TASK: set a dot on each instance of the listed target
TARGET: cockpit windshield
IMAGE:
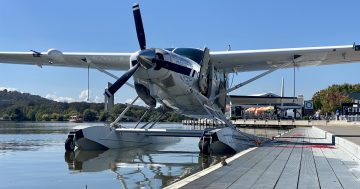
(193, 54)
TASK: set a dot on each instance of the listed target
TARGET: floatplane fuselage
(190, 81)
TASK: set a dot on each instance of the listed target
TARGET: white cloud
(83, 96)
(98, 99)
(7, 88)
(54, 97)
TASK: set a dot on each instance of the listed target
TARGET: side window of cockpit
(159, 56)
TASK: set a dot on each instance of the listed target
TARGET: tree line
(330, 99)
(16, 106)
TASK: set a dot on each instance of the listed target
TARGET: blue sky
(108, 26)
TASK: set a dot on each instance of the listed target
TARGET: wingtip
(135, 6)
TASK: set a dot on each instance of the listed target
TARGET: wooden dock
(302, 158)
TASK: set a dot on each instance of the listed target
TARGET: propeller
(139, 26)
(144, 52)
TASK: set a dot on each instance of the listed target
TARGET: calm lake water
(32, 155)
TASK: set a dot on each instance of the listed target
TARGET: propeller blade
(171, 66)
(123, 79)
(139, 26)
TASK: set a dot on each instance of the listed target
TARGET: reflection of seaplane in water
(140, 166)
(190, 81)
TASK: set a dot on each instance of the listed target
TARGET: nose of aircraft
(145, 58)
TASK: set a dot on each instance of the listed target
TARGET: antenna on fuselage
(88, 96)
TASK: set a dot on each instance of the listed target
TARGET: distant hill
(16, 106)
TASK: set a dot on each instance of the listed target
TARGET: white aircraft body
(190, 81)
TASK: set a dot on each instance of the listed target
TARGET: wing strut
(114, 124)
(104, 71)
(249, 81)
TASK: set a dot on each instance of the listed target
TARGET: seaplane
(191, 81)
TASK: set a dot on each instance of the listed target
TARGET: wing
(113, 61)
(254, 60)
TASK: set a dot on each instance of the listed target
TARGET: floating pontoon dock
(301, 158)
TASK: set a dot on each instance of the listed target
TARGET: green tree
(6, 117)
(45, 117)
(331, 98)
(103, 116)
(89, 115)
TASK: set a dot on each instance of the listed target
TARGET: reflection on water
(32, 156)
(140, 167)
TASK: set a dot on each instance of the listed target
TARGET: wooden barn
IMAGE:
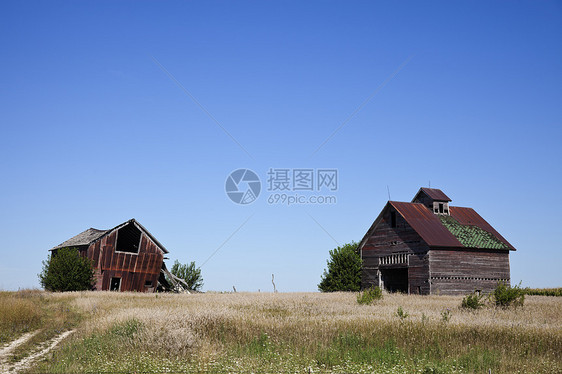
(429, 247)
(125, 258)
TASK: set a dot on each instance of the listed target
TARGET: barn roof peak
(434, 194)
(91, 235)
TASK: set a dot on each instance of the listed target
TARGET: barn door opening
(395, 280)
(115, 284)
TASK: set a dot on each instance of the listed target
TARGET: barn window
(128, 239)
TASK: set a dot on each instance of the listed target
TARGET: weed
(472, 301)
(505, 295)
(446, 315)
(400, 313)
(369, 296)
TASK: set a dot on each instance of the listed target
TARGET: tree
(344, 270)
(189, 273)
(66, 270)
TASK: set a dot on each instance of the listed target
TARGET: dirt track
(38, 351)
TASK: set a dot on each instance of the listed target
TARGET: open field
(296, 332)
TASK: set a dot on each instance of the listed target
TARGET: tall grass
(301, 331)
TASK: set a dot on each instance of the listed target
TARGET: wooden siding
(388, 241)
(455, 271)
(134, 269)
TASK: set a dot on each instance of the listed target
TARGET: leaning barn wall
(135, 270)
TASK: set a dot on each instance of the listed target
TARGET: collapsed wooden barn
(429, 247)
(125, 258)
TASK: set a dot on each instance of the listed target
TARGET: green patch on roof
(472, 236)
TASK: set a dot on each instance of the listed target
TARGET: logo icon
(243, 186)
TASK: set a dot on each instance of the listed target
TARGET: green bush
(66, 270)
(544, 291)
(505, 295)
(369, 296)
(472, 301)
(344, 270)
(189, 273)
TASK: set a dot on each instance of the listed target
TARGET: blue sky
(463, 95)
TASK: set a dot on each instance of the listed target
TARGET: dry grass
(298, 331)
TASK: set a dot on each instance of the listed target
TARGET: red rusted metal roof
(468, 216)
(434, 193)
(426, 224)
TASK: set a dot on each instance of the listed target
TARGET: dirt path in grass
(27, 362)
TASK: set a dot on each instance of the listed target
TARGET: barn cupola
(434, 199)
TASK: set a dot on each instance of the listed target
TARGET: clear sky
(114, 110)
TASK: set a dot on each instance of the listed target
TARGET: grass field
(293, 332)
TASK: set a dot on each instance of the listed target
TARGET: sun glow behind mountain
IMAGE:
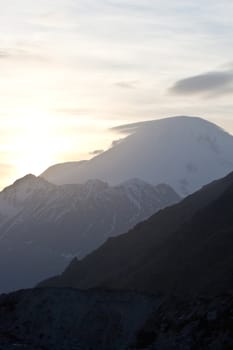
(37, 139)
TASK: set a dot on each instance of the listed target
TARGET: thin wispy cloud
(207, 83)
(127, 84)
(103, 63)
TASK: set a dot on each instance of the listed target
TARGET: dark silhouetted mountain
(183, 249)
(66, 319)
(184, 152)
(44, 226)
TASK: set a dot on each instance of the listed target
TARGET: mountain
(184, 152)
(44, 226)
(65, 319)
(184, 249)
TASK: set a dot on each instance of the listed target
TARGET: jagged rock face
(184, 152)
(44, 226)
(183, 249)
(65, 319)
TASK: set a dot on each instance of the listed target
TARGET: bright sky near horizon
(71, 69)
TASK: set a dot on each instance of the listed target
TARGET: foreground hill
(184, 152)
(43, 226)
(66, 319)
(183, 249)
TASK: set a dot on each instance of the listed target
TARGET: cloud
(96, 152)
(127, 84)
(207, 83)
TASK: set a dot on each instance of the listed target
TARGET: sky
(73, 69)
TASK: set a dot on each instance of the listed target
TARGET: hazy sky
(71, 69)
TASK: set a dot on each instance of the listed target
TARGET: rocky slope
(65, 319)
(43, 226)
(184, 249)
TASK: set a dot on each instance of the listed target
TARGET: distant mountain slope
(186, 248)
(43, 226)
(184, 152)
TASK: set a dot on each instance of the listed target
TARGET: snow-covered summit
(184, 152)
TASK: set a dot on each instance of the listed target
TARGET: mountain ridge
(155, 255)
(184, 152)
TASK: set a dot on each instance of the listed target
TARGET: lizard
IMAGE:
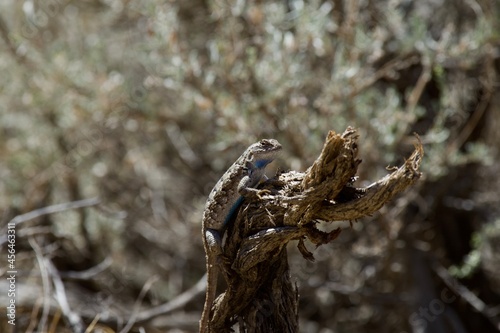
(223, 203)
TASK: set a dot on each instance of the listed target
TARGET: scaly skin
(222, 204)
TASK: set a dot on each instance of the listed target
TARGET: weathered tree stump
(260, 294)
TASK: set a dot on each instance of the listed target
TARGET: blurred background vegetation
(144, 104)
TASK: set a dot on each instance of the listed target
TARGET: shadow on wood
(260, 294)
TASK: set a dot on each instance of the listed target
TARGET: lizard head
(264, 152)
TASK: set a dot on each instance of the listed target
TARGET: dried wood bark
(260, 294)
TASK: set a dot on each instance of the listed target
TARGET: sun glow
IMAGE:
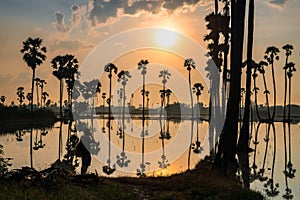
(166, 38)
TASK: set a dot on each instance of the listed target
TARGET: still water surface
(160, 157)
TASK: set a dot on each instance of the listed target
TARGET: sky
(78, 27)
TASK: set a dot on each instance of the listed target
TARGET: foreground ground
(201, 183)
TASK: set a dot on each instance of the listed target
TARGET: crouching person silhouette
(81, 151)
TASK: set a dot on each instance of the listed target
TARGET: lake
(148, 153)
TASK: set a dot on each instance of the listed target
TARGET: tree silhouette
(59, 71)
(20, 93)
(198, 87)
(71, 65)
(42, 83)
(37, 85)
(123, 77)
(44, 98)
(109, 68)
(228, 139)
(271, 56)
(142, 65)
(190, 64)
(2, 99)
(33, 55)
(261, 69)
(288, 52)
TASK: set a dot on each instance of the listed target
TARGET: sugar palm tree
(198, 87)
(29, 97)
(288, 52)
(33, 55)
(190, 64)
(271, 56)
(142, 65)
(261, 69)
(109, 68)
(42, 83)
(123, 78)
(20, 93)
(59, 71)
(2, 99)
(44, 98)
(71, 65)
(37, 85)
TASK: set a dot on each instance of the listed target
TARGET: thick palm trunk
(228, 139)
(192, 121)
(243, 144)
(32, 117)
(60, 98)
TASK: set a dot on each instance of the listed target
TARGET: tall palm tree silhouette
(37, 85)
(42, 83)
(288, 52)
(33, 55)
(271, 56)
(20, 93)
(190, 64)
(71, 65)
(123, 77)
(59, 71)
(198, 87)
(2, 99)
(142, 65)
(44, 98)
(109, 68)
(261, 69)
(256, 68)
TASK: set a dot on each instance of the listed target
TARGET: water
(161, 157)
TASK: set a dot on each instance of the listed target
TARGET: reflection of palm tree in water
(271, 187)
(255, 142)
(123, 77)
(109, 68)
(198, 87)
(142, 65)
(103, 111)
(190, 64)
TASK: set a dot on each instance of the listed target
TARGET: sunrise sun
(166, 38)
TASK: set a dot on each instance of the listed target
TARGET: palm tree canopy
(33, 52)
(271, 53)
(189, 64)
(142, 65)
(110, 67)
(198, 87)
(288, 49)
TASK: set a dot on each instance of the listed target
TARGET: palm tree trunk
(274, 88)
(32, 117)
(267, 97)
(123, 119)
(243, 143)
(60, 98)
(228, 139)
(192, 121)
(143, 122)
(285, 91)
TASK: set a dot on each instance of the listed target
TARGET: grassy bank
(18, 118)
(201, 183)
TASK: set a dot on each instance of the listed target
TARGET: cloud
(72, 45)
(76, 16)
(101, 11)
(59, 24)
(277, 3)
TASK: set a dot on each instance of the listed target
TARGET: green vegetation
(204, 182)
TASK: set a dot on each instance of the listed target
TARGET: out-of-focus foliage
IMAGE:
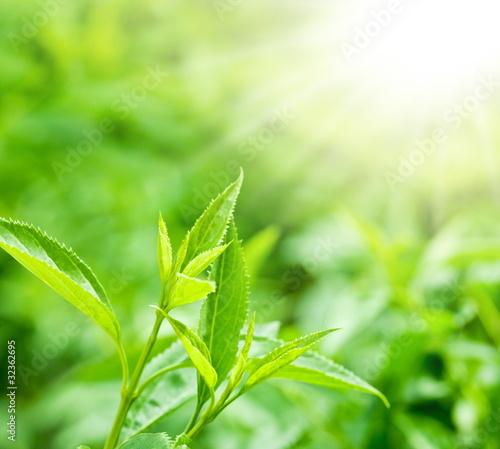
(111, 111)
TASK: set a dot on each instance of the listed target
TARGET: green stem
(160, 373)
(128, 396)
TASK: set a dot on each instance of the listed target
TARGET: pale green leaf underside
(183, 442)
(224, 312)
(239, 368)
(203, 261)
(209, 229)
(197, 351)
(188, 290)
(164, 395)
(148, 441)
(282, 356)
(315, 369)
(61, 269)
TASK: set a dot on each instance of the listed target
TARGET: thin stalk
(129, 396)
(160, 373)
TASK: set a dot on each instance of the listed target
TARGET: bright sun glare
(428, 46)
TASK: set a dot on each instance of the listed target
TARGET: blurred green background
(113, 110)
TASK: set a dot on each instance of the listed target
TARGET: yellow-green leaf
(61, 269)
(203, 261)
(188, 290)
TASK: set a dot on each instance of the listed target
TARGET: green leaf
(241, 362)
(280, 357)
(203, 260)
(61, 269)
(188, 290)
(258, 249)
(315, 369)
(148, 441)
(181, 254)
(183, 442)
(224, 312)
(164, 251)
(164, 395)
(197, 351)
(209, 229)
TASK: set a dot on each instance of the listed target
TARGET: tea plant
(229, 361)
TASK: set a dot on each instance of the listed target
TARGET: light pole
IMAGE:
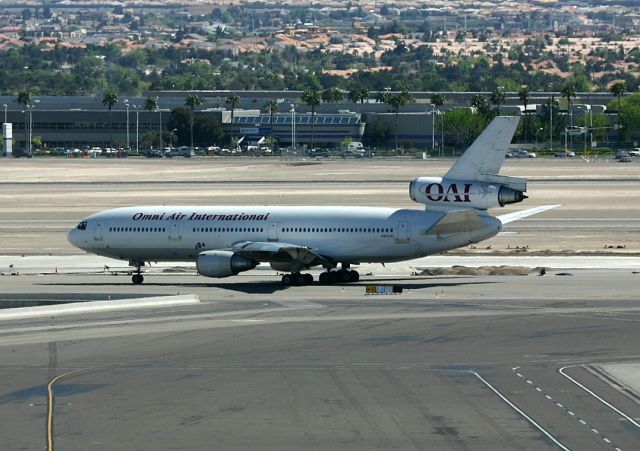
(171, 137)
(293, 127)
(538, 131)
(433, 128)
(159, 122)
(550, 120)
(126, 103)
(137, 122)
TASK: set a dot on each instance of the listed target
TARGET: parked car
(522, 154)
(565, 154)
(621, 153)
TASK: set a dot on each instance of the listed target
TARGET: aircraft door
(402, 232)
(97, 231)
(273, 231)
(174, 231)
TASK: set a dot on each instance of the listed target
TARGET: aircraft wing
(458, 221)
(277, 251)
(510, 217)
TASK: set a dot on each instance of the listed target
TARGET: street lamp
(550, 119)
(126, 103)
(171, 137)
(293, 127)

··········

- **THE PROBLEM**:
Count the lines in the material above that contain the word "fuselage", and give only the number.

- **TASK ANSWER**:
2